▸ Brano dell'esercizio
'''

Le compresse interattive per il trattamento umido delle ferite, quali ad esempio le compresse di alginato di calcio, le compresse di idrofibra, le medicazioni idrocolloidali o gli idrogeli, presentano delle strutture del materiale che permettono un assorbimento intracapillare del secreto capace di trattenere l’essudato carico di germi. Il grado del loro potere assorbente viene così determinato dal tipo del materiale.
Oltre ad una microcircolazione funzionante, anche un ambiente della ferita moderatamente umido costituisce un’ulteriore premessa importante per la costruzione del tessuto di granulazione. La guarigione viene invece disturbata nel suo procedere sia dall’essiccazione della ferita che dall’ eccesso di secreto. Un’opportuna regolazione dell’umidità della ferita è possibile solo mediante una medicazione che assorbe il secreto in eccesso, impedisce l’essiccamento della ferita e se necessario dosa l’umidità. Una granulazione matura ed una superficie di scorrimento umida sono le premesse per l’epitelizzazione conclusiva. La medicazione deve continuare a mantenere umida la ferita in modo equilibrato. Se sulla ferita resta del secreto in eccesso, le cellule epiteliali vengono sollevate. Se invece la ferita è troppo asciutta, si forma la crosta che compromette la riepitelizzazione poiché le cellule epiteliali devono strisciare sotto la crosta, cosa che richiede tempo ed energia. Anche in questa fase dunque sono necessarie delle coperture per le ferite, idroattive ed atraumatiche che proteggono la superficie della ferita dall’essiccamento e le cellule epiteliali dallo stripping cellulare durante la sostituzione della medicazione.

'''

Voci del dataset:
'''

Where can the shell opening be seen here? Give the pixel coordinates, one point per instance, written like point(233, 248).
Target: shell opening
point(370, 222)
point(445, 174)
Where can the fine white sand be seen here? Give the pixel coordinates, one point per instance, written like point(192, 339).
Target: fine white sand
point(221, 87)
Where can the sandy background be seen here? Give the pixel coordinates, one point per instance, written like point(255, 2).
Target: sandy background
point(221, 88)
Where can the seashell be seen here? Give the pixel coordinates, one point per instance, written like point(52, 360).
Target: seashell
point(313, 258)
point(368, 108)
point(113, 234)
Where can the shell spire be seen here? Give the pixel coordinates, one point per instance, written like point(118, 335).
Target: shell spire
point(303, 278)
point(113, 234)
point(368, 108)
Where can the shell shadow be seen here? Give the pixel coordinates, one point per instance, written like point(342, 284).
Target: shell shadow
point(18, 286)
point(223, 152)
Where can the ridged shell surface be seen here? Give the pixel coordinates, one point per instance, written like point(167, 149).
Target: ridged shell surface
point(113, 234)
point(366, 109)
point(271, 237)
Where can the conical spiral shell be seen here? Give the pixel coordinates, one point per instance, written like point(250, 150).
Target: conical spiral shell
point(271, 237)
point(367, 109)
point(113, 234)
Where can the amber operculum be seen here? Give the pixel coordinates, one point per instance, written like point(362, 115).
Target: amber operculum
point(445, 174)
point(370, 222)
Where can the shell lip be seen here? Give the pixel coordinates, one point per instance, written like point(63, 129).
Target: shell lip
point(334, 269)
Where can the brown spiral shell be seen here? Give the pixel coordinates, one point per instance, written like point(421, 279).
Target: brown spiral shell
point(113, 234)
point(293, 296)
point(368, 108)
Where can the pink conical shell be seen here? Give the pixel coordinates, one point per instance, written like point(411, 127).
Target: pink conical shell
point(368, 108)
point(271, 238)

'''

▸ Attività
**a)** Riassumi in due frasi il brano sulle medicazioni delle ferite.
**b)** Secondo il brano sulle medicazioni delle ferite, che cosa si forma se la ferita è troppo asciutta?
**c)** Riprendi il brano sulle medicazioni delle ferite dal punto in cui si interrompe e continualo con alcune frasi.
I record sono un materiale a sé, distinto dal brano.

▸ Risposte all'esercizio
**a)** Le compresse interattive per il trattamento umido delle ferite hanno strutture del materiale che assorbono il secreto e trattengono l'essudato carico di germi, e il loro potere assorbente dipende dal tipo di materiale. Poiché sia l'essiccazione sia l'eccesso di secreto disturbano la guarigione, per la granulazione e l'epitelizzazione servono coperture idroattive e atraumatiche che mantengano la ferita moderatamente umida e proteggano le cellule epiteliali durante la sostituzione della medicazione.

**b)** Si forma la crosta.

**c)**
Per un decorso indisturbato della guarigione è importante non solo una sostituzione atraumatica della medicazione ma anche la scelta del momento giusto. Va evitata il più possibile una sostituzione inutile poiché ogni cambio della medicazione costituisce un disturbo del riposo della ferita. Per principio la medicazione va controllata e va tolta solo se: il paziente lamenta dolori, è subentrata la febbre, la medicazione si è macerata e sporcata, oppure la sua capacità assorbente è esaurita, il fissaggio si è staccato. Ci sono molti vantaggi a conservare in sito una medicazione per un tempo abbastanza prolungato perché ciò diminuisce il rischio di infezione secondaria, fa risparmiare tempo al personale sanitario ed evita marcate variazioni di temperatura. La possibilità di intervalli di cambio abbastanza prolungati favorisce la gestione di alcuni pazienti anziani, specie quelli assistiti in regime domiciliare.
Una volta ottenuta la rimozione del tessuto necrotico, nelle lesioni più profonde, si procede alla medicazione zaffando le cavità e i bordi sottominate: se la lesione è molto secernente usare alginato di calcio, se è in fase di granulazione usare idrofibra al fine di favorire un giusto grado di umidità impedendo la formazione di raccolte ascessuali. Perciò le ferite profonde e frastagliate vanno accuratamente tamponate con compresse adatta, per poter garantire anche in profondità nella ferita l’assorbimento del secreto carico di germi. E’ importante non tamponare troppo energicamente. Con la pressione esercitata da un tamponamento troppo energico infatti viene compromessa la microcircolazione sulla superficie della ferita e in particolare del tessuto di granulazione. Come conseguenza della compressione compaiono macchie biancastre e viscide oltre a nuove necrosi. Se il tamponamento troppo forte permane, si può andare incontro, nei casi più gravi, a sepsi.